▸ Supplied passage:
Sunday, January 30, 2011

Noble Rot Infestation Spotted In St. Helena

I have been to a lot of wine tastings.  Almost without exception, the focus of events described as “wine tastings” has been either the wine, or the drunken state of attendees.  Before last Saturday’s Noble Rot event, I had never been to a wine tasting where the people behind the wine actually came first and foremost.
Not that the wine poured on Saturday was in any way undeserving of center stage—but the opportunity to chat with Hardy Wallace (of Murphy-Goode social media contest fame), Heather Munden (creator of St. Francis Winery’s single vineyard projects, as well as her own new label), and Christina Turley (former somm at Momofuku, and scion of Napa’s Turley family) about whatever came up in the casual, house party atmosphere certainly was a breath of fresh air.
The Noble Rot is a self-described “traveling wine saloon” that throws offbeat and irreverent wine tasting parties, combining (as the mood strikes) doses of stand-up comedy, theatrical flourishes, culinary riffs, and smartass coups designed to make you trust your palate and go with what you like.  The two ringleaders of this NYC-based operation are “self-appointed Master Sommelier” Jonny Cigar, and “state-certified gentleman” Brian Quinn, who believe in the dying art of face-to-face conversation, and the power of wine to promote it.  Tasting pours at Noble Rot events are not one ounce, unless you choose to pour your own.  On arrival, guests were handed a warm-up glass of wine to help with pre-program mingling, and then provided a second pour (from different bottles, but—as was revealed later—of the same wine) to compare with the first as the three special guests of the evening took to the stage.

▸ Extracted information:
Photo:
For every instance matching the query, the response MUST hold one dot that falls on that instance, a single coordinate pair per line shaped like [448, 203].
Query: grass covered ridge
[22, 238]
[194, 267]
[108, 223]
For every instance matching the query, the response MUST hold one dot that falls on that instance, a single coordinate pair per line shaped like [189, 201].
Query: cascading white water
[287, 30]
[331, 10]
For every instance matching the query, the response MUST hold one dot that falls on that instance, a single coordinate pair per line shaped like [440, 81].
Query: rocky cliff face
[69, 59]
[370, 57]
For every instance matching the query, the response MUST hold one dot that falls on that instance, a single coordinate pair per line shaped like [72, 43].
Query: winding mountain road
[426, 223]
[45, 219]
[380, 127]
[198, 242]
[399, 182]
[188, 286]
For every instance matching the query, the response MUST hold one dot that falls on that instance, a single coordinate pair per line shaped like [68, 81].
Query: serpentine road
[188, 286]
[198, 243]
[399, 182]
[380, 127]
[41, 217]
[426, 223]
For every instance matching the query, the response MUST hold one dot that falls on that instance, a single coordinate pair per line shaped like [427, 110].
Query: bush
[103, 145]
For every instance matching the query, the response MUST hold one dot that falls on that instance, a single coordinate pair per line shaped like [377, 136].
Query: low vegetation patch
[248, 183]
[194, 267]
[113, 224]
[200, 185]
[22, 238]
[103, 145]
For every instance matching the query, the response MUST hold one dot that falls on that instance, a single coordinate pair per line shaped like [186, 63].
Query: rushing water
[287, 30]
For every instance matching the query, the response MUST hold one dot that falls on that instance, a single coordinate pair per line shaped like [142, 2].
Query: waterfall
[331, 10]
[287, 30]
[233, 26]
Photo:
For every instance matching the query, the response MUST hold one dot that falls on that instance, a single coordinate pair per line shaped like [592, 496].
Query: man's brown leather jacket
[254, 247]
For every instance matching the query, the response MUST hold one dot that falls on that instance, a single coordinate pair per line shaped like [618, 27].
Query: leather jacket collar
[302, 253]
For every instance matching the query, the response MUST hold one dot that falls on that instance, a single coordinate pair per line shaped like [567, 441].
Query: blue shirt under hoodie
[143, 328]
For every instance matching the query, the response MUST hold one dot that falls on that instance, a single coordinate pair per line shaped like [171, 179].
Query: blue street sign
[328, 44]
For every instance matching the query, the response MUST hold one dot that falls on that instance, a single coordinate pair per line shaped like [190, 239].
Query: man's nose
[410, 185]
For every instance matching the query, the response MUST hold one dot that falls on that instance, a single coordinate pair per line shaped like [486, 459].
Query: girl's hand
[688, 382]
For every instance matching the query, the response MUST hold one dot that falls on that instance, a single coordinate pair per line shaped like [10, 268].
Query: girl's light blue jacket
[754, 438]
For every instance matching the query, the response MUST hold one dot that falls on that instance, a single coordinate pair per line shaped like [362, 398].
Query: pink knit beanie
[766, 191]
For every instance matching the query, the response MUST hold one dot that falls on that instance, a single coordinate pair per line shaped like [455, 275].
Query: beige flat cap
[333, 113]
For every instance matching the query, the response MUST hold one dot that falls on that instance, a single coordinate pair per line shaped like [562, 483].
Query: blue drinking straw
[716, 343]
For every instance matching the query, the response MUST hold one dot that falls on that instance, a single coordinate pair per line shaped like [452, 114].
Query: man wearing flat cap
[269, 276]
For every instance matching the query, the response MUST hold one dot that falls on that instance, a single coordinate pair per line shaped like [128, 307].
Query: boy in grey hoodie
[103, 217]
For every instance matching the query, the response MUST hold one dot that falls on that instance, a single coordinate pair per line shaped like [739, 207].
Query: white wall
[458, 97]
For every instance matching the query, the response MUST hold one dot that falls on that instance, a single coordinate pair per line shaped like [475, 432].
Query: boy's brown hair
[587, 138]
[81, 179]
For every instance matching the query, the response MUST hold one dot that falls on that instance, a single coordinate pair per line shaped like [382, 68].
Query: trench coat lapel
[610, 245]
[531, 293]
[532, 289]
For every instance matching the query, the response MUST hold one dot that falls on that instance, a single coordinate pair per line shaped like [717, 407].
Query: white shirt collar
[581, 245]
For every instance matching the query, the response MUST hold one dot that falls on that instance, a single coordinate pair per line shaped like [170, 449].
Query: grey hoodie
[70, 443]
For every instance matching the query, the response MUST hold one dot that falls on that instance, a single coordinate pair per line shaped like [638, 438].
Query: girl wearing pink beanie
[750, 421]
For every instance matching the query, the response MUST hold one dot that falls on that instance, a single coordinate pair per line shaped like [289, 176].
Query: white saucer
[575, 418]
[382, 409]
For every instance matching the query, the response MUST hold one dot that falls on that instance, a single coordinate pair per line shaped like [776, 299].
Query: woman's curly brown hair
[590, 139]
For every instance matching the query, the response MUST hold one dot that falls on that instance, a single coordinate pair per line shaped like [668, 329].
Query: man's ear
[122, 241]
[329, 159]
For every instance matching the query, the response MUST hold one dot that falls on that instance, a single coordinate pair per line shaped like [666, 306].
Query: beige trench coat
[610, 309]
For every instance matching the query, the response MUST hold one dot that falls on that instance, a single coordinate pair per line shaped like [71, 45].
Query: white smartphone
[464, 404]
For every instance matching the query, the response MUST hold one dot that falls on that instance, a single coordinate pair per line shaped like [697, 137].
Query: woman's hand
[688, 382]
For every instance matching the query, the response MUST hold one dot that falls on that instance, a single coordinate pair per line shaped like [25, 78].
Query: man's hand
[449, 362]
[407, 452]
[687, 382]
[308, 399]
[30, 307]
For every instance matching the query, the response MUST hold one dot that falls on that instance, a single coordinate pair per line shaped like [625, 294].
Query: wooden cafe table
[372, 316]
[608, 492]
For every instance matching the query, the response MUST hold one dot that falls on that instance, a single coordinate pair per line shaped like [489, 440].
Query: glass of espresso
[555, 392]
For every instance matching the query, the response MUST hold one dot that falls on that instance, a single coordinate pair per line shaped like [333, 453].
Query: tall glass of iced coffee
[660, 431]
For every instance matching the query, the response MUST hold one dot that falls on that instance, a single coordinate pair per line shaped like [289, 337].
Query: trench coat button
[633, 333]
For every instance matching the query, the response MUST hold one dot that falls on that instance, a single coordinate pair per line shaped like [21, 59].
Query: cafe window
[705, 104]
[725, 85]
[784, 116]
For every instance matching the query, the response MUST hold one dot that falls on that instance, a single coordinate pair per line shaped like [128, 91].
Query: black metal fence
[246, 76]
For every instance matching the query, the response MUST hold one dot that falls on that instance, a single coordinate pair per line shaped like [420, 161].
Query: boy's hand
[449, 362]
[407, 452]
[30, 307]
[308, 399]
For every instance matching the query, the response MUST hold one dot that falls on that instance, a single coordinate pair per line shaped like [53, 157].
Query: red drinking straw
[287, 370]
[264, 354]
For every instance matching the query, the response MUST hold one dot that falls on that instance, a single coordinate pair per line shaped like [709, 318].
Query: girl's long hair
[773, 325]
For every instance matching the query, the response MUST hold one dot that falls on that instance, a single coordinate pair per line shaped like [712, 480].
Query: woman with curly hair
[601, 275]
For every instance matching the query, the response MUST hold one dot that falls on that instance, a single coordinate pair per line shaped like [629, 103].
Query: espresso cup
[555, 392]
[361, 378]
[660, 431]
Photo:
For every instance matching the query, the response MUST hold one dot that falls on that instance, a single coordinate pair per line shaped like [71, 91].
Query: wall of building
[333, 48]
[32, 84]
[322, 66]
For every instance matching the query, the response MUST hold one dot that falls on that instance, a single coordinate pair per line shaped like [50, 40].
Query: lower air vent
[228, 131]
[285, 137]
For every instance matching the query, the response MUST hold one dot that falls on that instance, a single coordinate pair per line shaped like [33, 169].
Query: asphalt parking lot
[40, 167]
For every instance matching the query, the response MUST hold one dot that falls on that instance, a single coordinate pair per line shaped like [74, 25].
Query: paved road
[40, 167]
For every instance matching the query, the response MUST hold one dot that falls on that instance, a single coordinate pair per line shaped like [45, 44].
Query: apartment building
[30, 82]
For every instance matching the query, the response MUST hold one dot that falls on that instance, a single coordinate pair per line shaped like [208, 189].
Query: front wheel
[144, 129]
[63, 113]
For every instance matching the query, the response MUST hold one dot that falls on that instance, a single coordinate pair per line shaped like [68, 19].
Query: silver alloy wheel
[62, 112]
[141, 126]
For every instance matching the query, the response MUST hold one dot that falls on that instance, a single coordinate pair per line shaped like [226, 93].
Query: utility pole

▸ What is needed: In the Noble Rot post above, list the people the writer names as having had the chance to chat with at Saturday's event.

▸ Task answer:
- Hardy Wallace
- Heather Munden
- Christina Turley